■ TEXTE ■
--------------------

Le reflux gastro-oesophagien peut induire une toux et participer aux manifestations cliniques de l'asthme. Mais certaines données suggèrent que la toux et l'obstruction bronchique peuvent, elles aussi, induire un reflux. Les explications du Pr Frank Zerbib.
LE REFLUX gastro-oesophagien (RGO) s'accompagne fréquemment de manifestations respiratoires ou ORL, dites supraoesophagiennes. Les manifestations respiratoires en rapport avec le RGO peuvent être diverses, comme un asthme chronique, une bronchite ou une toux chronique. L'association entre le RGO et les manifestations respiratoires n'implique toutefois pas automatiquement l'existence d'un lien de causalité, en raison notamment de la grande fréquence de ces symptômes dans la population générale.
Le RGO est susceptible d'induire ces manifestations supraœsophagiennes, directement par l'intermédiaire de microaspirations du contenu gastrique qui remonte jusqu'au niveau du carrefour pharyngo-laryngé. Ainsi, expérimentalement, la perfusion d'acide au niveau oesophagien peut déclencher une bronchoconstriction ainsi qu'une hyperréactivité bronchique. Un mécanisme indirect, par réflexe vagovagal, est également possible.

--------------------

■ CONSIGNE ■
Poursuivez le texte sur le reflux gastro-oesophagien et les manifestations respiratoires en reprenant juste après sa dernière phrase.

--------------------

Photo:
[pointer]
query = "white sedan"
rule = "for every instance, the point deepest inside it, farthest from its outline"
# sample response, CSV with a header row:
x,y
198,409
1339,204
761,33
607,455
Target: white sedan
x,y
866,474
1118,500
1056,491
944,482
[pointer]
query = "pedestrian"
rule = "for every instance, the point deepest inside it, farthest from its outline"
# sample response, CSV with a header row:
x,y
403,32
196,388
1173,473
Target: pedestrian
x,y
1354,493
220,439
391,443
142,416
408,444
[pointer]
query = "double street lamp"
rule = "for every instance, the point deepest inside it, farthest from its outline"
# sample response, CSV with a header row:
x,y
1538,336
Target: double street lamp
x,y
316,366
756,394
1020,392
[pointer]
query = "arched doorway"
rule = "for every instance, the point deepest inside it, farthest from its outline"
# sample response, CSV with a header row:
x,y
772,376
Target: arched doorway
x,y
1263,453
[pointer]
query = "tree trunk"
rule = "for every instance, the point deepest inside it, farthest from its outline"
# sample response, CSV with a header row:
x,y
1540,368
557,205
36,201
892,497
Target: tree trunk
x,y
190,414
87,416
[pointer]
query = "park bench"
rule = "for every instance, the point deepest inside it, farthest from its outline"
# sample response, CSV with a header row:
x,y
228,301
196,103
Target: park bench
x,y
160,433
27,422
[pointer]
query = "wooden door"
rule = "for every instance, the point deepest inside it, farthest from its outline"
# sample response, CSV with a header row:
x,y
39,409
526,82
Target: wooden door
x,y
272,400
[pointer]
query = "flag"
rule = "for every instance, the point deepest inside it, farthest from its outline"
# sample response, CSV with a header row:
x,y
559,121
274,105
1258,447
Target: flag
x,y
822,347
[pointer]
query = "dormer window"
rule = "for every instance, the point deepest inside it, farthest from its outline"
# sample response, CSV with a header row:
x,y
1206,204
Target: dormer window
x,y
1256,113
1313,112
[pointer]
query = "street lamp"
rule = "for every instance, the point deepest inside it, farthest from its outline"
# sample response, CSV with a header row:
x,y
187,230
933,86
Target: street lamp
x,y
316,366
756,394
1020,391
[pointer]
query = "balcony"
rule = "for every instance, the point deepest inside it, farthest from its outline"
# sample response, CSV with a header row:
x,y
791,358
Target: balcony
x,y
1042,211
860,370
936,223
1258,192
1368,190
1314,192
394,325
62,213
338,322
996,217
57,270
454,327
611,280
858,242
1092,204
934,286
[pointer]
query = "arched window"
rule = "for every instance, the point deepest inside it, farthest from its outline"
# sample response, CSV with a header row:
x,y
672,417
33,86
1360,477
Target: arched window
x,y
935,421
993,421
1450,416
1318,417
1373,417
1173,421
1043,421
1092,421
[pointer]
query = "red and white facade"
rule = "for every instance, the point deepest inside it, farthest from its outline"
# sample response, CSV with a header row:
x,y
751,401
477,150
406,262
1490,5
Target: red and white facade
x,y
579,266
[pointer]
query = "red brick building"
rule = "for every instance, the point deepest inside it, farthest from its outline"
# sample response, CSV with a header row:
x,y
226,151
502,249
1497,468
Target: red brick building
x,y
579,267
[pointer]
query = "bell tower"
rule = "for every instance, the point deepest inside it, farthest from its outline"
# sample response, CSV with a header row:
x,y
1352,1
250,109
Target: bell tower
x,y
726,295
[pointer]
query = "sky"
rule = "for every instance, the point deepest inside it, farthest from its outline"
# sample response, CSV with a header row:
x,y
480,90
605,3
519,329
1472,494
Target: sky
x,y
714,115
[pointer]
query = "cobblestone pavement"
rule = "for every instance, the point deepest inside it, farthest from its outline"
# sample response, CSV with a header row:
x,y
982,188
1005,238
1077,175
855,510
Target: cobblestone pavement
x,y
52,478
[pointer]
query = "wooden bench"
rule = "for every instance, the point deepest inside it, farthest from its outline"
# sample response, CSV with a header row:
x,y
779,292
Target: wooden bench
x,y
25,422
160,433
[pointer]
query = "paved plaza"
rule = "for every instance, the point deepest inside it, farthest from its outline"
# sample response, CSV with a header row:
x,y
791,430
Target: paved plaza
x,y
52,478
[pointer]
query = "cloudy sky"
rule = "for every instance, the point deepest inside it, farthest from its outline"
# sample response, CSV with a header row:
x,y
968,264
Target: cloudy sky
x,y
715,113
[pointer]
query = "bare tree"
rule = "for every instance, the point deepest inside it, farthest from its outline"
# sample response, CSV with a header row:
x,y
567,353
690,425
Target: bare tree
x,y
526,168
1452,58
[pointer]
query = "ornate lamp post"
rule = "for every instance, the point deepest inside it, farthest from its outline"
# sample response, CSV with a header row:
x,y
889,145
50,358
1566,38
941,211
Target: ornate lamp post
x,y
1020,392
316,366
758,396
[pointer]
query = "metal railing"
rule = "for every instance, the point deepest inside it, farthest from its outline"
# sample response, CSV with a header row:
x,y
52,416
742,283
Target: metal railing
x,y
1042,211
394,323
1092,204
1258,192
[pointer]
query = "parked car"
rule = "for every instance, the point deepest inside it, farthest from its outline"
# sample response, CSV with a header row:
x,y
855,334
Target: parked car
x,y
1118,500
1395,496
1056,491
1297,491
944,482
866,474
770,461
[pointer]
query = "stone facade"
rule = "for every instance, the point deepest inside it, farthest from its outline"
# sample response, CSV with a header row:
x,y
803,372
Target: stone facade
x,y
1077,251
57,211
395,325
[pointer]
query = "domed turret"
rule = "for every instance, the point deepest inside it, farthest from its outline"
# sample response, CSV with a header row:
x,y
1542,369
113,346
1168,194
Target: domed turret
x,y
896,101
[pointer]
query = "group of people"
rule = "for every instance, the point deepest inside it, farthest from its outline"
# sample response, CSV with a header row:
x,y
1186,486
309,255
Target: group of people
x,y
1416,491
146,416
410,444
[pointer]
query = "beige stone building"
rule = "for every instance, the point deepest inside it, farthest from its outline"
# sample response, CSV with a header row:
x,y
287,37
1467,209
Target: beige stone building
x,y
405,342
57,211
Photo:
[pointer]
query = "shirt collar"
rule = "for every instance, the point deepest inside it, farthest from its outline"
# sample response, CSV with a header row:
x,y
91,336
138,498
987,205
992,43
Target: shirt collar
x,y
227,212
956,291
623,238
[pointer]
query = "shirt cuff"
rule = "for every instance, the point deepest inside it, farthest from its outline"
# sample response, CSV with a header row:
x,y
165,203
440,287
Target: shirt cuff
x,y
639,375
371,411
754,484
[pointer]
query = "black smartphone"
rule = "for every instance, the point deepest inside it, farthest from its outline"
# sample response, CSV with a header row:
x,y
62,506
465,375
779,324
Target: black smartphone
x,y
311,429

--------------------

■ RÉPONSE ATTENDUE ■
L'exposition acide oesophagienne est anormale chez les asthmatiques.
Cliniquement, la présence d'un RGO est fréquente chez les asthmatiques, comme cela a été montré dès 1990 (1). Dans ce travail, S. J. Sontag avait mis en évidence, dans cette population de patients, des signes de RGO dans 70 à 80 % des cas. Cet auteur a également montré l'existence d'une œsophagite chez 40 % des asthmatiques. Par ailleurs, l'exposition acide, principal facteur d'agression de la muqueuse œsophagienne, est anormale chez 80 % des asthmatiques. Enfin, en l'absence de tout signe digestif évocateur, un reflux dit silencieux peut être mis en évidence chez 62 % des asthmatiques (2).
Un certain nombre d'arguments permettent de penser qu'un RGO peut induire un asthme. En effet, un asthmatique sur trois a des signes de RGO avant l'apparition de tout signe respiratoire et plus de quatre asthmatiques sur dix pensent que les deux pathologies sont intriquées (3). Ces notions ont été confirmées par des études de pH-métrie. Peu d'essais contrôlés ont démontré l'efficacité des traitements du RGO sur les symptômes asthmatiques, ce bénéfice n'étant observé que chez une minorité de patients (environ un tiers). De plus, l'effet du traitement antireflux sur la fonction respiratoire n'est pas établi.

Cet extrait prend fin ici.